Data entries.
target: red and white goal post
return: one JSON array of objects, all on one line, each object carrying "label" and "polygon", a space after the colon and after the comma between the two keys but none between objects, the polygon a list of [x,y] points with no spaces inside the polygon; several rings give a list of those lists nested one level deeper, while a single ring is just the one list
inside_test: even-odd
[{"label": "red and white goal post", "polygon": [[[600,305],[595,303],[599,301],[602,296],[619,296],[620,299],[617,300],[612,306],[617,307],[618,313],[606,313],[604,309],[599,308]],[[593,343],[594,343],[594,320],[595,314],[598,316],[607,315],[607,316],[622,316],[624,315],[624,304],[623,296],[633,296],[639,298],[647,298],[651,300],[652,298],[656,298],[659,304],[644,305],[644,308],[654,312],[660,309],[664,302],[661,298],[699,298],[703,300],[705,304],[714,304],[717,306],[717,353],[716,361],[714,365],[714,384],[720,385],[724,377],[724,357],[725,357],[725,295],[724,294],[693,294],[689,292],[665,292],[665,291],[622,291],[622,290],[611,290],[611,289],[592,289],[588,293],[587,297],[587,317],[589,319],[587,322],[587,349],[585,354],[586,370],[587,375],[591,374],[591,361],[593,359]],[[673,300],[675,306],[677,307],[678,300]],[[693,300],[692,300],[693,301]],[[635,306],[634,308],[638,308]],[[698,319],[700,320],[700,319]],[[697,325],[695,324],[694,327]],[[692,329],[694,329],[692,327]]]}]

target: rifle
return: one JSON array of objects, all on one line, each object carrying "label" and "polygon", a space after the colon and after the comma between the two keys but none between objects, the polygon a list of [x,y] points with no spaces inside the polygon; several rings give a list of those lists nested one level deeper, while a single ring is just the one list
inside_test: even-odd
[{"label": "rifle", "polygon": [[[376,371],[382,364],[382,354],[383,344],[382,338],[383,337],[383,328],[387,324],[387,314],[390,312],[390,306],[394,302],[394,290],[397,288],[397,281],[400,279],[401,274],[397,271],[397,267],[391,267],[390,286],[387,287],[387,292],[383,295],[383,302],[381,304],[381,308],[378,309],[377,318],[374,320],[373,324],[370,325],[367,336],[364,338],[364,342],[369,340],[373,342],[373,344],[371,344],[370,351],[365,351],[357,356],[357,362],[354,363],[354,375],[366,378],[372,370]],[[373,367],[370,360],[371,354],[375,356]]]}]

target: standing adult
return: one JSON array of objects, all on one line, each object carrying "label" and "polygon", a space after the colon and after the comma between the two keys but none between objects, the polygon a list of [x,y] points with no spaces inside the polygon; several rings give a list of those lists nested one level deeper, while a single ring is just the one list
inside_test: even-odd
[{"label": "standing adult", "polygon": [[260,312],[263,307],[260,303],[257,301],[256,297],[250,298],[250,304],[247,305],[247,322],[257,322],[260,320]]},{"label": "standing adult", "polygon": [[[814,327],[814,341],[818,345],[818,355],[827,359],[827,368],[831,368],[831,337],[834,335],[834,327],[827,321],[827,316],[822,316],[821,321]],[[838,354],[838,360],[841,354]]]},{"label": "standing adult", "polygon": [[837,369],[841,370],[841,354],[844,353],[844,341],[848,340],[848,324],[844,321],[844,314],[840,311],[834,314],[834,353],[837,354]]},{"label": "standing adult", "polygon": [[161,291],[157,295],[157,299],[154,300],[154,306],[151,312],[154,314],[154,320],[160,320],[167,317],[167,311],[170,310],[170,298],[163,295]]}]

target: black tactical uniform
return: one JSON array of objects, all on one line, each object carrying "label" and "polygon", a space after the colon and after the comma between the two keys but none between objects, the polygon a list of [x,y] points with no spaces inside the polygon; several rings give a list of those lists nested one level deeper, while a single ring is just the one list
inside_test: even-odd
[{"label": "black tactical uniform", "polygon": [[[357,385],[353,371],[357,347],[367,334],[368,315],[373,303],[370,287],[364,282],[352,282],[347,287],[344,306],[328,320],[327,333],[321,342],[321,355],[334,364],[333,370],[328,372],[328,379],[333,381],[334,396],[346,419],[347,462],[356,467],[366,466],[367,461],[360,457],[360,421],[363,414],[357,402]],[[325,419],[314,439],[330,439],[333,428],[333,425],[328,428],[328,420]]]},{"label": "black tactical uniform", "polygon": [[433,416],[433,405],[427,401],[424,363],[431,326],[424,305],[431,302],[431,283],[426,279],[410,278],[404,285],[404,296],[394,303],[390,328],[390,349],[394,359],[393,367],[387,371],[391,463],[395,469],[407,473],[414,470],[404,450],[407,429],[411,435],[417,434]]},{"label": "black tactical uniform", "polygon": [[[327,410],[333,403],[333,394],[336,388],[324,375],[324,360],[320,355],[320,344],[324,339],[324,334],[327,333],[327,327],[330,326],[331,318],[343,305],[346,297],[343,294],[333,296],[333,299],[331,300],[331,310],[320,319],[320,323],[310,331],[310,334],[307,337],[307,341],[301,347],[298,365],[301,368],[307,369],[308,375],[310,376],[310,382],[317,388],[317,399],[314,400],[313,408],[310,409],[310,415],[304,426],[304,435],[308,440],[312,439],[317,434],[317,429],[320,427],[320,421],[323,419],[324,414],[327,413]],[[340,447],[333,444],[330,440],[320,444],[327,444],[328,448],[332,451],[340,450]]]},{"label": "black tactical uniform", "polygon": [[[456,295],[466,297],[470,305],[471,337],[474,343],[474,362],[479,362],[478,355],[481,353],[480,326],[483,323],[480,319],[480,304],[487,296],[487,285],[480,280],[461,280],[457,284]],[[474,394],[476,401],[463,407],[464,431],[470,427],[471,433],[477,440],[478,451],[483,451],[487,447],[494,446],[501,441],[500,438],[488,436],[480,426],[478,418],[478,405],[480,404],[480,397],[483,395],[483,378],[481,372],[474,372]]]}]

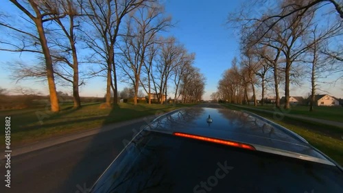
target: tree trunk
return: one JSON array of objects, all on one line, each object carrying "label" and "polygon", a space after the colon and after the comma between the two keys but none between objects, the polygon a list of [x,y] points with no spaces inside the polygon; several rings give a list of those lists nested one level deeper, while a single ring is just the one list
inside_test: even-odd
[{"label": "tree trunk", "polygon": [[[114,57],[114,55],[113,55]],[[115,104],[118,104],[119,102],[119,100],[118,100],[118,86],[117,84],[117,71],[115,70],[115,62],[114,61],[113,58],[113,81],[114,81],[114,86],[115,86],[115,90],[113,90],[113,98],[114,98],[114,103]]]},{"label": "tree trunk", "polygon": [[286,66],[285,71],[285,110],[289,109],[289,68]]},{"label": "tree trunk", "polygon": [[262,76],[262,93],[261,93],[261,105],[262,106],[264,105],[264,75]]},{"label": "tree trunk", "polygon": [[279,79],[277,75],[277,68],[274,68],[274,81],[275,86],[275,107],[280,109],[280,96],[279,95]]},{"label": "tree trunk", "polygon": [[134,96],[133,98],[134,105],[137,105],[138,88],[139,87],[139,76],[134,75]]},{"label": "tree trunk", "polygon": [[314,105],[315,103],[315,98],[316,98],[316,64],[317,62],[317,47],[316,44],[314,44],[314,60],[312,61],[312,69],[311,69],[311,101],[309,103],[309,111],[313,112],[314,110]]},{"label": "tree trunk", "polygon": [[106,84],[106,103],[109,107],[110,106],[110,87],[112,80],[112,73],[110,69],[111,64],[108,65],[107,68],[107,84]]},{"label": "tree trunk", "polygon": [[254,106],[257,106],[257,101],[256,100],[256,92],[255,92],[255,87],[254,83],[251,83],[251,86],[252,88],[252,98],[254,99]]},{"label": "tree trunk", "polygon": [[[72,23],[71,25],[73,25]],[[73,33],[71,30],[71,33]],[[78,53],[76,53],[76,48],[75,47],[75,42],[73,40],[73,34],[71,34],[69,37],[71,50],[73,52],[73,97],[74,101],[74,108],[79,108],[81,107],[81,101],[79,94],[79,62],[78,61]]]},{"label": "tree trunk", "polygon": [[54,68],[52,65],[51,56],[47,45],[47,38],[44,31],[42,21],[40,18],[35,19],[36,26],[39,35],[39,41],[42,46],[42,50],[45,59],[45,67],[47,68],[47,78],[49,86],[49,94],[50,96],[50,104],[51,112],[57,112],[60,111],[58,98],[57,96],[56,87],[55,84],[55,77],[54,76]]}]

Objective.
Locate every line in the data entries above that contains the string "target", and copy each such line.

Written answer.
target: red and white goal post
target: rifle
target: standing adult
target: black tactical uniform
target: tree trunk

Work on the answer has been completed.